» SHORT TASK
Please rewrite all of the material below, swapping "sponsor sign" for "advertising board" and keeping everything else the same.

A block of data:
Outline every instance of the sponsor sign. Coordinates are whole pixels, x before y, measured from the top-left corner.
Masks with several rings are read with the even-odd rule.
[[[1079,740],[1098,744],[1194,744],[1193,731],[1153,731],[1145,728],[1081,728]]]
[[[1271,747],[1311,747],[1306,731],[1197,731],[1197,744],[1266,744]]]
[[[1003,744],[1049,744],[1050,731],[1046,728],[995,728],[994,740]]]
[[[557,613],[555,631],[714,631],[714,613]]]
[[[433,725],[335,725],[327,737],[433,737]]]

» FULL ANSWER
Outline every instance of the advertising board. Coordinates are whole pixels, x before y, measured from the top-left corner.
Masks with several rings are read with the even-odd rule.
[[[1079,740],[1098,744],[1194,744],[1193,731],[1153,731],[1145,728],[1081,728]]]
[[[1271,747],[1311,747],[1306,731],[1197,731],[1197,744],[1266,744]]]
[[[1003,744],[1049,744],[1050,731],[1046,728],[995,728],[994,740]]]
[[[557,613],[555,631],[714,631],[714,613]]]
[[[433,725],[335,725],[327,737],[433,737]]]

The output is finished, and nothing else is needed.